> YOUR GOAL
Copy out, word for word, the stretch from the line containing "Target: sandy ground" through the end of the entries.
>> START TASK INPUT
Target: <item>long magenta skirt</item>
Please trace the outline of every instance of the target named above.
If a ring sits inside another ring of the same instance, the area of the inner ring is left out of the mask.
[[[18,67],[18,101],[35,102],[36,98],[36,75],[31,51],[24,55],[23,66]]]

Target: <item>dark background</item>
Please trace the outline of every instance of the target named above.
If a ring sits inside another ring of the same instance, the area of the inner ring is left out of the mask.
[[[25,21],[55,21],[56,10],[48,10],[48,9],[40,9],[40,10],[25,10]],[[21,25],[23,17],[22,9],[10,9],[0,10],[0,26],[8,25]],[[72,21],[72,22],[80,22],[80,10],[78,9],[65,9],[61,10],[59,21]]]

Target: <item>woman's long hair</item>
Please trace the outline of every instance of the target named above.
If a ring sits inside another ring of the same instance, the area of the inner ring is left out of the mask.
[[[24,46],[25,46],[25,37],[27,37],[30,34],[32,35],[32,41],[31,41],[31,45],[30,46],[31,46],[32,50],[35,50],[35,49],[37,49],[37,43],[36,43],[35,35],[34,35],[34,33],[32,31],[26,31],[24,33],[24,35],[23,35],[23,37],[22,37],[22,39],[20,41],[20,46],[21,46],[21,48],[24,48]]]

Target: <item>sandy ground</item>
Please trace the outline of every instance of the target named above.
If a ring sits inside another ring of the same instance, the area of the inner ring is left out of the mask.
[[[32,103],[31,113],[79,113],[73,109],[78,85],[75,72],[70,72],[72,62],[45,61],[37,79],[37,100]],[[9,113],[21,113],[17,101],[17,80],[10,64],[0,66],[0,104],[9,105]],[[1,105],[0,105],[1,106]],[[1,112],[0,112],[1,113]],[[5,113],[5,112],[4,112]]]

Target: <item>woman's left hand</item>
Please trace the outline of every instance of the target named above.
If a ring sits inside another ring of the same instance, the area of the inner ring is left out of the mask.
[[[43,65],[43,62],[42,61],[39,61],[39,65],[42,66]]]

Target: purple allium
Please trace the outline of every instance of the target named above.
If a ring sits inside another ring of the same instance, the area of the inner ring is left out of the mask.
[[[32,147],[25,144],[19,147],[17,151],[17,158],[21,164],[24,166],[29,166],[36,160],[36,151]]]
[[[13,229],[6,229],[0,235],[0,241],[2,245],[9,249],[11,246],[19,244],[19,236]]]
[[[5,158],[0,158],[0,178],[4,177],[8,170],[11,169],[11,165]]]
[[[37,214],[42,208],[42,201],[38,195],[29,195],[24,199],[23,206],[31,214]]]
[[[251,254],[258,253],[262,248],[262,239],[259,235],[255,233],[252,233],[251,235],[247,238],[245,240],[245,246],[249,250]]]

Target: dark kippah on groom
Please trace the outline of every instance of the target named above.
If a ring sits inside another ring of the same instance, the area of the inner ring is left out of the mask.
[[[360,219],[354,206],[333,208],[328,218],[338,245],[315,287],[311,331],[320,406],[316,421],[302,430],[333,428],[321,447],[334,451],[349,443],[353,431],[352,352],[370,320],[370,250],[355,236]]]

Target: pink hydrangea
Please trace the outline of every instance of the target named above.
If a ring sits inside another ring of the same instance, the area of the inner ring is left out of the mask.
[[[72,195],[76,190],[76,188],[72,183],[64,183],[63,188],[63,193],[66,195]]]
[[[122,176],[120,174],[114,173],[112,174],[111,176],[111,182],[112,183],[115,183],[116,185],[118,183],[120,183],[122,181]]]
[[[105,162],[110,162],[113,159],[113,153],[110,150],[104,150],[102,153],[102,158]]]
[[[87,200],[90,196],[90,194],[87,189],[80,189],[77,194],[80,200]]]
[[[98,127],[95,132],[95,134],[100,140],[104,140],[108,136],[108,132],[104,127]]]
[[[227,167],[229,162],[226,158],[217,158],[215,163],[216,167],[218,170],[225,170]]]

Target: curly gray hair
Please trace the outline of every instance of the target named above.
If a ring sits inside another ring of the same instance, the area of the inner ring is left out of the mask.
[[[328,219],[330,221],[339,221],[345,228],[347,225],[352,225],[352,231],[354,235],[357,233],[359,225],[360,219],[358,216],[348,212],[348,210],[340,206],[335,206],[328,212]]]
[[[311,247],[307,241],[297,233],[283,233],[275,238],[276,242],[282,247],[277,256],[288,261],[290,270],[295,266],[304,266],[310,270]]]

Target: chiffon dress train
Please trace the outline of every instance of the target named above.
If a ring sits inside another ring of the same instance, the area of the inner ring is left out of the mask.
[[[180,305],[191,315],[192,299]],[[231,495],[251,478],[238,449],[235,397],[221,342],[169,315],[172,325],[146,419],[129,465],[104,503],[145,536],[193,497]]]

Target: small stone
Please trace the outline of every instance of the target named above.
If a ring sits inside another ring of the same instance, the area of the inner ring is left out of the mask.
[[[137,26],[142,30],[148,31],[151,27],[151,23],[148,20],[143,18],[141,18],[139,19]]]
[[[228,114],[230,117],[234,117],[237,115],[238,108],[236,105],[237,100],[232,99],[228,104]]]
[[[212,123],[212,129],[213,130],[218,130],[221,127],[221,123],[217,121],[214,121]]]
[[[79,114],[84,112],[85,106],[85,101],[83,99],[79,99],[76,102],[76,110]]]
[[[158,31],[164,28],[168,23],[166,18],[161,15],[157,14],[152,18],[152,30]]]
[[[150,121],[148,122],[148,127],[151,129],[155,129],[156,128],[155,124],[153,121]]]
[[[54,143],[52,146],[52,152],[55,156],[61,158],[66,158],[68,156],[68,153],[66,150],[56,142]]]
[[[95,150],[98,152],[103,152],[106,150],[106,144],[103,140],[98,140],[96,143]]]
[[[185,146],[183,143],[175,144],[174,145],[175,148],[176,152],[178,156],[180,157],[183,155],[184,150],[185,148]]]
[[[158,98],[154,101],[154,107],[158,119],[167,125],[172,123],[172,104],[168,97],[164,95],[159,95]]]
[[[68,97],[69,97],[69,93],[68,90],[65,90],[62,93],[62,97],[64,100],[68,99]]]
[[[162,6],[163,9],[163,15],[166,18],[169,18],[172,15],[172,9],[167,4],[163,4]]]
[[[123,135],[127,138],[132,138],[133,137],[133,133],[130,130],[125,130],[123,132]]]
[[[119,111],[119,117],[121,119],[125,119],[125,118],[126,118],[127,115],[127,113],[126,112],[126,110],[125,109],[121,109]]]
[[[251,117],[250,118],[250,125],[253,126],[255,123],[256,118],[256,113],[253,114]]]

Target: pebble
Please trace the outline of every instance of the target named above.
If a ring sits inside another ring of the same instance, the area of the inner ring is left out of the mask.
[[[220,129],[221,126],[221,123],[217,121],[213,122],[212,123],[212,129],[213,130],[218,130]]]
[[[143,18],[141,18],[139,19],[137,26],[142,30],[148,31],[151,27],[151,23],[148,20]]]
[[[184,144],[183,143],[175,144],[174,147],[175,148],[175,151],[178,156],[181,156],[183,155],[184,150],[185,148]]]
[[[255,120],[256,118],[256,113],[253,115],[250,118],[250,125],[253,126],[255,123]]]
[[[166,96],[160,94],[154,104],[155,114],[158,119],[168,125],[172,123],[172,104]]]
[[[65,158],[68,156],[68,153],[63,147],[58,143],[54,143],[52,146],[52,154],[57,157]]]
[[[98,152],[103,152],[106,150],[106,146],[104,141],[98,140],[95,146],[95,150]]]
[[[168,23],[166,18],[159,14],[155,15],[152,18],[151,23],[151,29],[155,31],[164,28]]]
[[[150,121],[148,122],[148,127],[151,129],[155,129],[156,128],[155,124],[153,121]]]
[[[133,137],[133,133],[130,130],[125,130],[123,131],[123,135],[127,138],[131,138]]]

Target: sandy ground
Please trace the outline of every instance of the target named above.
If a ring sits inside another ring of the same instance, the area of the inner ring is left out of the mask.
>> END TASK INPUT
> SOLUTION TO THIS EXERCISE
Target: sandy ground
Please trace the outline of every instance of the target named above.
If a ring sits inside another ring of the same instance, the area of the inner ring is left out of the mask.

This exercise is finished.